— Your goal —
Every line of the data, first to last, must be written out unchanged.

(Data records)
☆ ☆ ☆ ☆ ☆ ☆ ☆

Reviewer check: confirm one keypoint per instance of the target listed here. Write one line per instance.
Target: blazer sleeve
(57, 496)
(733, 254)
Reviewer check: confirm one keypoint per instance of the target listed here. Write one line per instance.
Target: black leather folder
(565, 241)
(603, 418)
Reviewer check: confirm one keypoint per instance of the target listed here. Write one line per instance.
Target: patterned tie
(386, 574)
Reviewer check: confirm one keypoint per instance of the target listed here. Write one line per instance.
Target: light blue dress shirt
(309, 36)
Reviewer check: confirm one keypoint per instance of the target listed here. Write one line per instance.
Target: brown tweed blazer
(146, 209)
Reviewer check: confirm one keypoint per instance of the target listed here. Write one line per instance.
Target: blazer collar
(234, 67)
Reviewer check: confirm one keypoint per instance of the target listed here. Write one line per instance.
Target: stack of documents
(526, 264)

☆ ☆ ☆ ☆ ☆ ☆ ☆

— Written solution —
Reviewer check: confirm one keypoint per instance of the target listed here. Write one line per instance.
Target: blazer sleeve
(57, 496)
(733, 254)
Reviewer check: confirm one keypoint per instance of the target listed here. Write one line per instance.
Target: black leather folder
(565, 241)
(603, 418)
Reviewer check: confirm one keypoint per instance of the target listed here. Write one line per instance.
Target: patterned tie
(386, 574)
Reviewer check: confirm one keypoint per instance of the target listed here. Write one line per instance.
Target: light blue dress shirt
(309, 36)
Reviewer check: confirm one keypoint per instance of the target listed here. Write one line per instance.
Target: brown tweed blazer
(146, 209)
Reviewer check: confirm one keypoint per instance of the target listed here. Write one line per instance.
Target: blazer collar
(234, 67)
Reviewer check: confirm one keypoint per instance of the target listed here. Write one line per instance.
Target: stack of documents
(526, 264)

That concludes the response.